• _WHAT TO WORK ON_
In your copy, leave out the pictures and repeat every record exactly.

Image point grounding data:

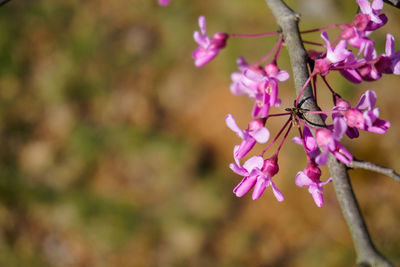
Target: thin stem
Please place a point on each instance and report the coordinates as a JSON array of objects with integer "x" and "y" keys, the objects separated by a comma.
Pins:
[
  {"x": 276, "y": 137},
  {"x": 284, "y": 139},
  {"x": 251, "y": 35},
  {"x": 302, "y": 140},
  {"x": 280, "y": 43},
  {"x": 279, "y": 114},
  {"x": 322, "y": 28},
  {"x": 312, "y": 43},
  {"x": 329, "y": 87},
  {"x": 315, "y": 89},
  {"x": 323, "y": 111},
  {"x": 302, "y": 90},
  {"x": 365, "y": 249}
]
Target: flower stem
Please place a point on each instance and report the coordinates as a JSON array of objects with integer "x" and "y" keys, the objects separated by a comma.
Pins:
[
  {"x": 276, "y": 137},
  {"x": 284, "y": 138},
  {"x": 322, "y": 28},
  {"x": 251, "y": 35}
]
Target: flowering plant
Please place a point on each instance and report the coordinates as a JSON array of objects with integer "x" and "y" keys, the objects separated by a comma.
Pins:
[{"x": 353, "y": 54}]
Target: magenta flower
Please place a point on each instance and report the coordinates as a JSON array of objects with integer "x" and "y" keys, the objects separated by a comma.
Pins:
[
  {"x": 333, "y": 56},
  {"x": 237, "y": 86},
  {"x": 372, "y": 122},
  {"x": 208, "y": 48},
  {"x": 256, "y": 132},
  {"x": 390, "y": 61},
  {"x": 163, "y": 2},
  {"x": 311, "y": 177},
  {"x": 363, "y": 116},
  {"x": 257, "y": 174},
  {"x": 373, "y": 11},
  {"x": 262, "y": 85},
  {"x": 311, "y": 146},
  {"x": 328, "y": 142}
]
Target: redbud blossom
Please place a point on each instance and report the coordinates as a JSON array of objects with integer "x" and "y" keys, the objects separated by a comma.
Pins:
[
  {"x": 310, "y": 177},
  {"x": 256, "y": 132},
  {"x": 258, "y": 175},
  {"x": 208, "y": 48}
]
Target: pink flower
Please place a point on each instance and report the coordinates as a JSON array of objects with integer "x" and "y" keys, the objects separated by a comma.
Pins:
[
  {"x": 333, "y": 56},
  {"x": 163, "y": 2},
  {"x": 327, "y": 140},
  {"x": 390, "y": 61},
  {"x": 311, "y": 177},
  {"x": 310, "y": 144},
  {"x": 262, "y": 85},
  {"x": 256, "y": 132},
  {"x": 363, "y": 116},
  {"x": 257, "y": 174},
  {"x": 373, "y": 10},
  {"x": 237, "y": 87},
  {"x": 208, "y": 48}
]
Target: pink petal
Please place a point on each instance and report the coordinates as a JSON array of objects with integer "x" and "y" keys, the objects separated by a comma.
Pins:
[
  {"x": 364, "y": 6},
  {"x": 278, "y": 194},
  {"x": 297, "y": 140},
  {"x": 339, "y": 127},
  {"x": 318, "y": 198},
  {"x": 238, "y": 170},
  {"x": 389, "y": 47},
  {"x": 231, "y": 123},
  {"x": 261, "y": 135},
  {"x": 253, "y": 162},
  {"x": 377, "y": 5},
  {"x": 322, "y": 158},
  {"x": 244, "y": 186},
  {"x": 302, "y": 180},
  {"x": 254, "y": 75},
  {"x": 202, "y": 24},
  {"x": 259, "y": 188},
  {"x": 282, "y": 76}
]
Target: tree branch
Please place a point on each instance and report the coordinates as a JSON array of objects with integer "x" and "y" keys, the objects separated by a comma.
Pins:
[
  {"x": 366, "y": 165},
  {"x": 366, "y": 252}
]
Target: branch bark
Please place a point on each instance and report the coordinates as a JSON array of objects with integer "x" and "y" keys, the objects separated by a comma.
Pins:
[
  {"x": 366, "y": 165},
  {"x": 367, "y": 255}
]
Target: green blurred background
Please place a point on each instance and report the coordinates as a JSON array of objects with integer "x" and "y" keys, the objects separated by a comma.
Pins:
[{"x": 114, "y": 150}]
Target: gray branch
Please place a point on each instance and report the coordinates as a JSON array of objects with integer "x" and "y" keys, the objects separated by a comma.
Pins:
[
  {"x": 366, "y": 165},
  {"x": 288, "y": 20}
]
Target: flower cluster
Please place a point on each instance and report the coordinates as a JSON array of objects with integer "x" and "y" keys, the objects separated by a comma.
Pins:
[{"x": 352, "y": 53}]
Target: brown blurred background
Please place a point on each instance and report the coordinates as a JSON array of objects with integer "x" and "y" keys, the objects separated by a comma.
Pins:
[{"x": 114, "y": 150}]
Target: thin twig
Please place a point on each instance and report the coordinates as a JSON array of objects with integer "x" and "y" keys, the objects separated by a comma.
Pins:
[
  {"x": 365, "y": 249},
  {"x": 366, "y": 165}
]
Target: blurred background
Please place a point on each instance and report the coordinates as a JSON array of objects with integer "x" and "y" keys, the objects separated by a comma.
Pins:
[{"x": 114, "y": 150}]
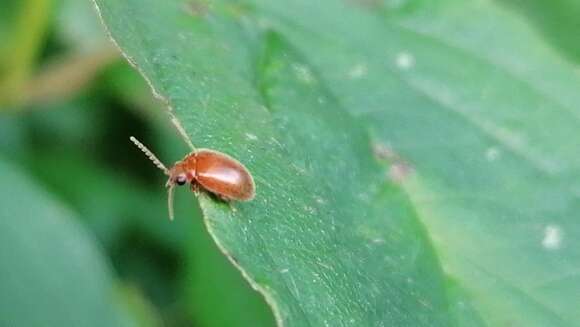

• _YOUR RESPONSE_
Target: thin stem
Please place a point on each instance and report the coordinates as a JSON array of objects with integer "x" and "y" keys, the objects separated by a comma.
Pins:
[
  {"x": 276, "y": 137},
  {"x": 284, "y": 139},
  {"x": 251, "y": 35},
  {"x": 302, "y": 140},
  {"x": 280, "y": 43},
  {"x": 279, "y": 114},
  {"x": 322, "y": 28},
  {"x": 312, "y": 43},
  {"x": 329, "y": 87},
  {"x": 315, "y": 89},
  {"x": 323, "y": 111},
  {"x": 302, "y": 90},
  {"x": 365, "y": 249}
]
Target: flower stem
Please place a point on each instance and report the coordinates as a JSON array of objects with integer "x" and "y" keys, the objects separated by a comma.
Pins:
[
  {"x": 276, "y": 137},
  {"x": 284, "y": 138},
  {"x": 322, "y": 28},
  {"x": 251, "y": 35}
]
Target: flowering plant
Please place a point on each instance and report the coordinates as a JSON array of objects with integer "x" and "y" keys, the objects separated by a comma.
Pins:
[{"x": 353, "y": 54}]
Target: magenta flower
Please place a point on each instance and report the coordinates as a JSON array of objects with integer "x" and "y" keys, the objects separated by a comma.
Pins:
[
  {"x": 333, "y": 56},
  {"x": 237, "y": 86},
  {"x": 372, "y": 122},
  {"x": 208, "y": 48},
  {"x": 256, "y": 132},
  {"x": 390, "y": 61},
  {"x": 163, "y": 2},
  {"x": 311, "y": 177},
  {"x": 363, "y": 116},
  {"x": 257, "y": 174},
  {"x": 373, "y": 11},
  {"x": 262, "y": 85},
  {"x": 311, "y": 146},
  {"x": 328, "y": 142}
]
Target: redbud blossom
Please place a point on each instance and report the coordinates as a JSON array of objects with integer "x" and "y" keys, the objects separated by a comma.
Pins:
[
  {"x": 310, "y": 177},
  {"x": 256, "y": 132},
  {"x": 258, "y": 175},
  {"x": 208, "y": 48}
]
Target: pink flower
Please place a point on each instance and report the coordinates as a JSON array of objects with integer "x" and "y" keys, the objects separated by a comma.
Pins:
[
  {"x": 333, "y": 56},
  {"x": 163, "y": 2},
  {"x": 327, "y": 140},
  {"x": 390, "y": 61},
  {"x": 311, "y": 177},
  {"x": 310, "y": 144},
  {"x": 262, "y": 85},
  {"x": 256, "y": 132},
  {"x": 363, "y": 116},
  {"x": 257, "y": 174},
  {"x": 373, "y": 10},
  {"x": 237, "y": 87},
  {"x": 208, "y": 48}
]
Target: pink petal
Please place a point on each instance and report the coordinates as a JSON array of objects with integer "x" and "y" keys, the objects separated by a comma.
Pins:
[
  {"x": 364, "y": 6},
  {"x": 278, "y": 194},
  {"x": 297, "y": 140},
  {"x": 339, "y": 127},
  {"x": 318, "y": 198},
  {"x": 238, "y": 170},
  {"x": 389, "y": 47},
  {"x": 231, "y": 123},
  {"x": 261, "y": 135},
  {"x": 253, "y": 162},
  {"x": 377, "y": 5},
  {"x": 322, "y": 158},
  {"x": 244, "y": 186},
  {"x": 302, "y": 180},
  {"x": 254, "y": 75},
  {"x": 202, "y": 24},
  {"x": 259, "y": 188},
  {"x": 282, "y": 76}
]
Target: tree branch
Please place a point on each instance and report the coordinates as a JSON array of objects with integer "x" and "y" keys, the objects separated by a comma.
Pins:
[
  {"x": 366, "y": 165},
  {"x": 366, "y": 252}
]
Target: branch bark
Please place a point on each instance and report the coordinates as a JSON array of objects with integer "x" and "y" keys, the objects separated by a comma.
Pins:
[
  {"x": 366, "y": 165},
  {"x": 367, "y": 255}
]
Target: green blurred background
Please place a point on each instance and report the coordinates as a JSON array of objects with integer "x" and "y" keys, the objects separated by a comma.
Pins:
[{"x": 114, "y": 150}]
Target: gray branch
Please place a point on each instance and report the coordinates as a JSON array of objects with integer "x" and "y" keys, the objects separated by a comma.
Pins:
[
  {"x": 366, "y": 165},
  {"x": 288, "y": 20}
]
Target: flower cluster
Please place a point on each instance and report the coordinates as a JSON array of objects with integer "x" and "y" keys, the objects separated by a comma.
Pins:
[{"x": 352, "y": 53}]
Target: brown blurred background
Please place a point on each instance and report the coordinates as a JSON array of objects with integer "x" and "y" keys, the objects separated by a comma.
Pins:
[{"x": 114, "y": 150}]
Target: thin twig
Please place a point on each instance and report the coordinates as a JSON array of objects with integer "x" and "y" keys, the objects separated by a comma.
Pins:
[
  {"x": 365, "y": 249},
  {"x": 366, "y": 165}
]
Target: blurred background
Please place a point on each instance and report the coordinates as a JSON array of objects with integer "x" and "y" keys, the objects separated by a comma.
Pins:
[{"x": 114, "y": 150}]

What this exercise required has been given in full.